### DIRECTION
Rewrite the material from its start through the line containing "38), (84, 9)]", inclusive, replacing "outline" with "contour" and leaving everything else the same.
* Begin TASK DATA *
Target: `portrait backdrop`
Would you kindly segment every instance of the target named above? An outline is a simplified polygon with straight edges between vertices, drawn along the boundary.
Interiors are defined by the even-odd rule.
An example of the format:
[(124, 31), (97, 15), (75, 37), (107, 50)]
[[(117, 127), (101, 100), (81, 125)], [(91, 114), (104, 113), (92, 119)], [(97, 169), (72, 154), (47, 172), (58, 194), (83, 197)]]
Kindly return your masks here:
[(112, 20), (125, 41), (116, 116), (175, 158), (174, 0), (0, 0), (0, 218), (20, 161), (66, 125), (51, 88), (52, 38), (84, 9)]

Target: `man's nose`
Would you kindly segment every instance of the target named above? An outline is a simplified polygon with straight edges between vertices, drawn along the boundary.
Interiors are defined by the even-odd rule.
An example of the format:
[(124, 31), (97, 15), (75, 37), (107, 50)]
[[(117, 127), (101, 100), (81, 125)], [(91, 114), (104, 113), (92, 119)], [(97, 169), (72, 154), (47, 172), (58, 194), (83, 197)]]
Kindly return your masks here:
* End TASK DATA *
### TASK OUTPUT
Target: `portrait backdrop`
Would you kindly segment every instance of the target named above? An contour is a simplified polygon with straight edges between vertices, drawn along the boundary.
Interiors are defined by the even-odd rule.
An example of the format:
[(124, 31), (97, 15), (75, 37), (107, 50)]
[[(117, 127), (101, 100), (81, 125)], [(91, 114), (104, 113), (92, 119)], [(97, 169), (72, 154), (47, 172), (58, 194), (83, 197)]]
Kindly return your masks here:
[(112, 20), (125, 41), (116, 116), (175, 158), (174, 0), (0, 0), (0, 218), (20, 161), (66, 125), (51, 88), (52, 38), (84, 9)]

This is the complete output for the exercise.